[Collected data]
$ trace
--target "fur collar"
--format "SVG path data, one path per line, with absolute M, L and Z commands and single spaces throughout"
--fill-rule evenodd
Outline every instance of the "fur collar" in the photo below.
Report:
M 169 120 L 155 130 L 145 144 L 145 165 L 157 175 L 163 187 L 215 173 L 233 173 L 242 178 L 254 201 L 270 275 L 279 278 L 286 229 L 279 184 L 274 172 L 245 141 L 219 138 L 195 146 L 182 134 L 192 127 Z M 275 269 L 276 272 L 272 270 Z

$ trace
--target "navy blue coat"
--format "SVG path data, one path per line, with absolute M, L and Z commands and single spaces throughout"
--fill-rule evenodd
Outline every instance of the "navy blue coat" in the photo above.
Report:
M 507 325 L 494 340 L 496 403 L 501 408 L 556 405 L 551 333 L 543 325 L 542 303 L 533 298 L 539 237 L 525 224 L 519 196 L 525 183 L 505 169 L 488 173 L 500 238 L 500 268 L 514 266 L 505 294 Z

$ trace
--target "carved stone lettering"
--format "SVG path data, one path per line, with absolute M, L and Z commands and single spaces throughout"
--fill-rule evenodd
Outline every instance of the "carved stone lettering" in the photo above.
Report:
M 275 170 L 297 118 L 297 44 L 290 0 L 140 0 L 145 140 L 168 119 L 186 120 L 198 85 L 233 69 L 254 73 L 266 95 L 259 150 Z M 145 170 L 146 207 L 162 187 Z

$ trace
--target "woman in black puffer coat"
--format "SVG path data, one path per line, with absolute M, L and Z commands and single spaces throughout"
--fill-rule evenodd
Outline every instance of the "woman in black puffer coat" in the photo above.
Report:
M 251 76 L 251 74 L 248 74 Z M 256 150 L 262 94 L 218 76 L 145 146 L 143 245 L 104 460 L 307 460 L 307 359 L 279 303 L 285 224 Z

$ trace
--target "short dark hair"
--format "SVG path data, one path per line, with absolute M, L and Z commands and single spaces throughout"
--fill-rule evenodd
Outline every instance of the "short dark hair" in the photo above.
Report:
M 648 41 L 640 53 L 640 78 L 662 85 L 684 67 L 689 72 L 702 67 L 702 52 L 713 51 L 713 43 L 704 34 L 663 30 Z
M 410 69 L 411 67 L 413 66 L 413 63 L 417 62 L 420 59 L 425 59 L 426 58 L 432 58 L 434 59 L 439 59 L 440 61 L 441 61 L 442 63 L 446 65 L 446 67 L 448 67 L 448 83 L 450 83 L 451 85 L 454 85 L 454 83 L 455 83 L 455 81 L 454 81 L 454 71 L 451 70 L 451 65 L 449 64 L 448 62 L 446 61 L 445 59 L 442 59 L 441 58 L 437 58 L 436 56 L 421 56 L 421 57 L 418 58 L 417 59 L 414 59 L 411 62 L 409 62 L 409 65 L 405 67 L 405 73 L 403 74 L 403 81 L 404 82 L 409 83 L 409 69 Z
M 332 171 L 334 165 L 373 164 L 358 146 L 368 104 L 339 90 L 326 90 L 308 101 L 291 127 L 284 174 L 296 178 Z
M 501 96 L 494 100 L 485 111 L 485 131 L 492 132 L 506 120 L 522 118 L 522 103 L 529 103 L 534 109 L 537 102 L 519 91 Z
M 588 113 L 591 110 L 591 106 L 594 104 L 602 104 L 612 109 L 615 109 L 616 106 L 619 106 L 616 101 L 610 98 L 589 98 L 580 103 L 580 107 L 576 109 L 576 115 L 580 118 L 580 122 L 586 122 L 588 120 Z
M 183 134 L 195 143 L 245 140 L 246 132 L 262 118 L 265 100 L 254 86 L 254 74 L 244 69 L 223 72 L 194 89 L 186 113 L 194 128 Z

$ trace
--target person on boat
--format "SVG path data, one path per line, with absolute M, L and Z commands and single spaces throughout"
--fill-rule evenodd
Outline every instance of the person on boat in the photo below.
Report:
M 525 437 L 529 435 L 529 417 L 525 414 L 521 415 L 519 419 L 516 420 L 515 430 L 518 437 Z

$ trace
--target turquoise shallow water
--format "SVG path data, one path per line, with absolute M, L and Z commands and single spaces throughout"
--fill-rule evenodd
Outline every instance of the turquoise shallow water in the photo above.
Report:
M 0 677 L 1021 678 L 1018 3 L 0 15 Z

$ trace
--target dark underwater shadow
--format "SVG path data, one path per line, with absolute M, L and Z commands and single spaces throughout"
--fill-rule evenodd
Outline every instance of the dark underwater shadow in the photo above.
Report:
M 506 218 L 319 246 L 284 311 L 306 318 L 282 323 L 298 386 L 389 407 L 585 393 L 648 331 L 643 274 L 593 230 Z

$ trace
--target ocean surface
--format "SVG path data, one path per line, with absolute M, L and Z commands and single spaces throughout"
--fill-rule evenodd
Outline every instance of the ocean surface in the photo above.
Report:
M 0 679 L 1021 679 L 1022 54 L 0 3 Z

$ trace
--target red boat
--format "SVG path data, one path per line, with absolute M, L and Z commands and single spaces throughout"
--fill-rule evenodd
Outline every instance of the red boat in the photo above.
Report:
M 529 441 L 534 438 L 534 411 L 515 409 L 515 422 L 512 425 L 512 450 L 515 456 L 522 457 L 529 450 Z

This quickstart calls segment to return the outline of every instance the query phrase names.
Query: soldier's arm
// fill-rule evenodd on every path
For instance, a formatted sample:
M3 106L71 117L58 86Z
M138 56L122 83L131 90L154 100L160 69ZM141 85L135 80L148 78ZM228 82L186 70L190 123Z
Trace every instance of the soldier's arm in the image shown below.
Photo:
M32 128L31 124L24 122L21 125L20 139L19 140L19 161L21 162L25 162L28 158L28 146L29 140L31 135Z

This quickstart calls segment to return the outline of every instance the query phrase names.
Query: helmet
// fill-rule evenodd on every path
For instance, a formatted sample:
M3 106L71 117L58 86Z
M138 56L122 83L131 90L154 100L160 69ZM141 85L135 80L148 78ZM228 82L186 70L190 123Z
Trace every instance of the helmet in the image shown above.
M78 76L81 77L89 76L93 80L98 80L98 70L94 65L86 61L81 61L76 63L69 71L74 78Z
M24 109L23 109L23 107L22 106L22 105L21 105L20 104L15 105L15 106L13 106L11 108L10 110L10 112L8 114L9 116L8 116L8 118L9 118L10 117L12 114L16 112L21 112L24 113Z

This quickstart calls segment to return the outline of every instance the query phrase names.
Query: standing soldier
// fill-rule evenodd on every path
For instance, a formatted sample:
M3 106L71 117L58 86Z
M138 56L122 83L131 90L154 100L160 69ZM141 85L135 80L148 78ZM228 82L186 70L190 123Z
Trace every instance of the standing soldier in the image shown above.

...

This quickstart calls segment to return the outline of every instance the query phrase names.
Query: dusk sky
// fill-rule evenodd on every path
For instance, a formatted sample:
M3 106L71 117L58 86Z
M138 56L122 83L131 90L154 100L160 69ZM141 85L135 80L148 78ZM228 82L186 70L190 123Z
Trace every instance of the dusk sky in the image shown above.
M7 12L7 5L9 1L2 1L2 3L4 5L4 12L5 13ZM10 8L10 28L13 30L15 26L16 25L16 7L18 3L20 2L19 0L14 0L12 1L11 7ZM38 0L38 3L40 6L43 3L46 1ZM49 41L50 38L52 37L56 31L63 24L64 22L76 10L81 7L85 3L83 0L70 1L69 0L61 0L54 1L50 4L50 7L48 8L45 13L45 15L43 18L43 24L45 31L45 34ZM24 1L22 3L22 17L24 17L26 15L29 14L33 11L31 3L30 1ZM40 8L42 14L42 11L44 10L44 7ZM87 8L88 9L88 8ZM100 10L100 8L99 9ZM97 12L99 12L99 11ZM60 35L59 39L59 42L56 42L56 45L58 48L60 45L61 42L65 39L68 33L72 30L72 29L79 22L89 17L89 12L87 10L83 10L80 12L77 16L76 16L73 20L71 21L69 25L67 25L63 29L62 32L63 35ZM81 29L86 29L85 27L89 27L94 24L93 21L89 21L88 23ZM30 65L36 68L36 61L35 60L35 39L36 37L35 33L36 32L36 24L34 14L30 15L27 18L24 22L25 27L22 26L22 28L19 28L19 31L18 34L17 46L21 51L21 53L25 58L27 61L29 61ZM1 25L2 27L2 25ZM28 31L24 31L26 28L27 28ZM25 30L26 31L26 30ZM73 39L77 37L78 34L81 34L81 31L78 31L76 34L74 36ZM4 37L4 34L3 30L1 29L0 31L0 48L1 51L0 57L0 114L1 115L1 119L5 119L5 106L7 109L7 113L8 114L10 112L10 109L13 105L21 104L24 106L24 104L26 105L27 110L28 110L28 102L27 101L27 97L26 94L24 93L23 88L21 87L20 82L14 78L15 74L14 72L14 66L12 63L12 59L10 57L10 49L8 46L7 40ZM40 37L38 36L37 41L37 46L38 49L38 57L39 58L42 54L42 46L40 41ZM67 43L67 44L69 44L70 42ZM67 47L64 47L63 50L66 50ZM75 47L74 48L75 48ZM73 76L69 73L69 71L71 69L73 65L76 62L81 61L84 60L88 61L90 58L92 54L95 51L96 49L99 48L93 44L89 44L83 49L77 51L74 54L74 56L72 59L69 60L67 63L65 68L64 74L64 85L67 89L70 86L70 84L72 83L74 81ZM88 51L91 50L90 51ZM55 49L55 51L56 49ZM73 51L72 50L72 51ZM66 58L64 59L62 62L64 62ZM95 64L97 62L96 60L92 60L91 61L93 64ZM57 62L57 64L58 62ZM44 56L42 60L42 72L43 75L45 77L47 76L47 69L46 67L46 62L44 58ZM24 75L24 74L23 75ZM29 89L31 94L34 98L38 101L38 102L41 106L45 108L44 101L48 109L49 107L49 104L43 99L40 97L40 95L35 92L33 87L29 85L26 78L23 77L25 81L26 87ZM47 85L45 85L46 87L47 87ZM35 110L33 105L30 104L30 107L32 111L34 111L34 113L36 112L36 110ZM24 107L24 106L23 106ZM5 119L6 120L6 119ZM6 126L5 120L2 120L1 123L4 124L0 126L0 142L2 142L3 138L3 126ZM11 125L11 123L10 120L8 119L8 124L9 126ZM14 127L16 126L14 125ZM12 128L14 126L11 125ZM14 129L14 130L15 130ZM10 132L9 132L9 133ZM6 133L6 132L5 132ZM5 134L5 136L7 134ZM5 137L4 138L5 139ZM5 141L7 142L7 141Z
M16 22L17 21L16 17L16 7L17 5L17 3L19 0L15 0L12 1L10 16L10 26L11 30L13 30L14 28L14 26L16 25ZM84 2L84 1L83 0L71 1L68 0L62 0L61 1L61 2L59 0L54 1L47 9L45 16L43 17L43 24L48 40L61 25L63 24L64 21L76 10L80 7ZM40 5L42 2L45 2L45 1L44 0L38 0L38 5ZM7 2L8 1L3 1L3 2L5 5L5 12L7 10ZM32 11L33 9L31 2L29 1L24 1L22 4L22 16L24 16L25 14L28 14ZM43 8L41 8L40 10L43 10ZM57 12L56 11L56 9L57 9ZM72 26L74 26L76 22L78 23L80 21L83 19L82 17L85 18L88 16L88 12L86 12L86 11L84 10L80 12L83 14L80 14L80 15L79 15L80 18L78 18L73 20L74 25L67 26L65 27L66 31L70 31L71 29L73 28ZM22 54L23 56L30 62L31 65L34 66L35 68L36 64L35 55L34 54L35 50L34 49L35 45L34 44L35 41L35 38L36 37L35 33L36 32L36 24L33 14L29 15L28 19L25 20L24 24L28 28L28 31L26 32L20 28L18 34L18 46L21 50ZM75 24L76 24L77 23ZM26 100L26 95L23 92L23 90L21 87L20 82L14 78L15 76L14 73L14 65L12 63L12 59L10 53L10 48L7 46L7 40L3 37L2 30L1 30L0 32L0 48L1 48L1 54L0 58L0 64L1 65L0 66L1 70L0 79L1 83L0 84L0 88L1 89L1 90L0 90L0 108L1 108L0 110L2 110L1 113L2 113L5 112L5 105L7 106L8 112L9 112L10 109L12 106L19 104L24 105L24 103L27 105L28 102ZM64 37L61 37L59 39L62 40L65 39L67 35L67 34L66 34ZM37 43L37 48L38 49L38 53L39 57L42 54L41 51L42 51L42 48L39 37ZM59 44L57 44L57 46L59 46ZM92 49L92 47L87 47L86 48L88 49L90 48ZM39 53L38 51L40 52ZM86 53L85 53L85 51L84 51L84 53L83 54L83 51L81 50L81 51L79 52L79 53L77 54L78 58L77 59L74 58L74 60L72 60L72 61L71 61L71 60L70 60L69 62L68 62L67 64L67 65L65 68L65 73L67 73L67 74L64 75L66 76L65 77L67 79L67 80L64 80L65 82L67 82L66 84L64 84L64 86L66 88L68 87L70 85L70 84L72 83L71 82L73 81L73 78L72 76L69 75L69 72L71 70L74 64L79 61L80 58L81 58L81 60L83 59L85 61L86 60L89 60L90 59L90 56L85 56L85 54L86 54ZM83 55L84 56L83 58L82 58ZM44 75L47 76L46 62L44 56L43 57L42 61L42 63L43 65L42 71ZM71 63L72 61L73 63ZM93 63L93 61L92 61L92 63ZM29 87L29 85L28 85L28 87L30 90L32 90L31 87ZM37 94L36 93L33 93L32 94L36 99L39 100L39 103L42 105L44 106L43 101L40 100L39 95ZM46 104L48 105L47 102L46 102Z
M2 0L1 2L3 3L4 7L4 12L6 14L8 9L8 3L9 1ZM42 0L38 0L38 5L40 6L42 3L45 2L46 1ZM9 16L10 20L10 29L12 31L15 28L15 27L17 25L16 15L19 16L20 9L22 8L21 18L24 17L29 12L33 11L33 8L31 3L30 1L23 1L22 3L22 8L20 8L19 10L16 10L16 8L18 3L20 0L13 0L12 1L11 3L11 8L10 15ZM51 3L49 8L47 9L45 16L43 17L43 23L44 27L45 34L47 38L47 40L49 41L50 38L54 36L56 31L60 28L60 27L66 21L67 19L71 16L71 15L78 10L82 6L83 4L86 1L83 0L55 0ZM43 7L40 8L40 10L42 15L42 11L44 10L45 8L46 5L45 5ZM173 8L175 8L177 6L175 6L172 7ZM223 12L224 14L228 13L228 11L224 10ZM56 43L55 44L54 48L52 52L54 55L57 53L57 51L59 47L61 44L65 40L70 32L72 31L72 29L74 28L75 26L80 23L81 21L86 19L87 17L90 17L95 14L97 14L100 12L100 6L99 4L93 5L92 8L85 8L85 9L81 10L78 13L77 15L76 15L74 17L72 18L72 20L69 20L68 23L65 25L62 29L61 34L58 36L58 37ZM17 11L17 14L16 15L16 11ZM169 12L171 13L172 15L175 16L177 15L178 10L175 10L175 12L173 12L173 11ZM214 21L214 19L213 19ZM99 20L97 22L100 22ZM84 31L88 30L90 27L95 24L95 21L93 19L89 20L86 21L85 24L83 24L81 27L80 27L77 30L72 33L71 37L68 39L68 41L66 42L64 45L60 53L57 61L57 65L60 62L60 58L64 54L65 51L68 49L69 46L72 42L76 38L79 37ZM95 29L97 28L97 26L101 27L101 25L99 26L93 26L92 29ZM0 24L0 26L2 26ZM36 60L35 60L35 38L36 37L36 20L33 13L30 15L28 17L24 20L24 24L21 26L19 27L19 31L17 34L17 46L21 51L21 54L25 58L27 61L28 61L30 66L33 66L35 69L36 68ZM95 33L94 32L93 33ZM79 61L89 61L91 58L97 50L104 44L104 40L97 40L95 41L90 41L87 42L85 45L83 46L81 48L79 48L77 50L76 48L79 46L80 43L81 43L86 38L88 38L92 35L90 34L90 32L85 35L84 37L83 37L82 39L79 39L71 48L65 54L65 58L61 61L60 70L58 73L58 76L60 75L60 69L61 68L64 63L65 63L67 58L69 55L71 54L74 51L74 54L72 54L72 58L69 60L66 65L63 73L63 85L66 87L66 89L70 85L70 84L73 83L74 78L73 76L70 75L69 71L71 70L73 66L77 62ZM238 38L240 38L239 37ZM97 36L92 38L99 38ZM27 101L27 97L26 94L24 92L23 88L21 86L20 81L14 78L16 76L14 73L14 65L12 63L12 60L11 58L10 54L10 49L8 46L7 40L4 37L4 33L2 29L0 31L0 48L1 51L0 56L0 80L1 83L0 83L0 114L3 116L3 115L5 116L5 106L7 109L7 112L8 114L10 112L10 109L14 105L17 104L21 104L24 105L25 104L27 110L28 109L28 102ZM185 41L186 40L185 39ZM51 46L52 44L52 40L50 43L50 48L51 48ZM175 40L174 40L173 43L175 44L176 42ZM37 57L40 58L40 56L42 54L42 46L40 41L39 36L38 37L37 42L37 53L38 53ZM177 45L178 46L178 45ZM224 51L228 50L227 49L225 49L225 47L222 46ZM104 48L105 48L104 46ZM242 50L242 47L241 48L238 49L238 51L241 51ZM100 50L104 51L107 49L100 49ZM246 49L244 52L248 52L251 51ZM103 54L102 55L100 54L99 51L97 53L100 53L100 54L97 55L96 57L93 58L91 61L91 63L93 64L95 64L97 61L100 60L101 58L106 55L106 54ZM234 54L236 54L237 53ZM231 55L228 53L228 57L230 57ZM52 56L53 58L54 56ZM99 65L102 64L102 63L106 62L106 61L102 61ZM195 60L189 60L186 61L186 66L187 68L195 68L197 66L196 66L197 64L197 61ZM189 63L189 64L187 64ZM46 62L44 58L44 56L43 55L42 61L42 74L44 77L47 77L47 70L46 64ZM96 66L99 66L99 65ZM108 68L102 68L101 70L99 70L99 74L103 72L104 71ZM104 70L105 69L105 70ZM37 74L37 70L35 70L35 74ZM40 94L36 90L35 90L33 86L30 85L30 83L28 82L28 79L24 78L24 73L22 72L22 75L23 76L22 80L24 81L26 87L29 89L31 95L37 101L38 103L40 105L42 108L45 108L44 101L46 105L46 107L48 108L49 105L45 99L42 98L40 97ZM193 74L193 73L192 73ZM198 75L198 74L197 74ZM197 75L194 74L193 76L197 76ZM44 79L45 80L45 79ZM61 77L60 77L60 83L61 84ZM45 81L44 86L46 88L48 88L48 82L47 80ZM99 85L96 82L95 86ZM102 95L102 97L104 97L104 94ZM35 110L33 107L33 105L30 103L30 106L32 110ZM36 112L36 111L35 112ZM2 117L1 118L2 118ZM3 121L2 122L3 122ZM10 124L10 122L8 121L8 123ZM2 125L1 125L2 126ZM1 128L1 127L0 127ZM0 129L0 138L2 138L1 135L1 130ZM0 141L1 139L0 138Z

**What to produce:** How many of the lines above contain the string "black"? Matching is case-sensitive. Reply with the number alone.

**Written solution:** 2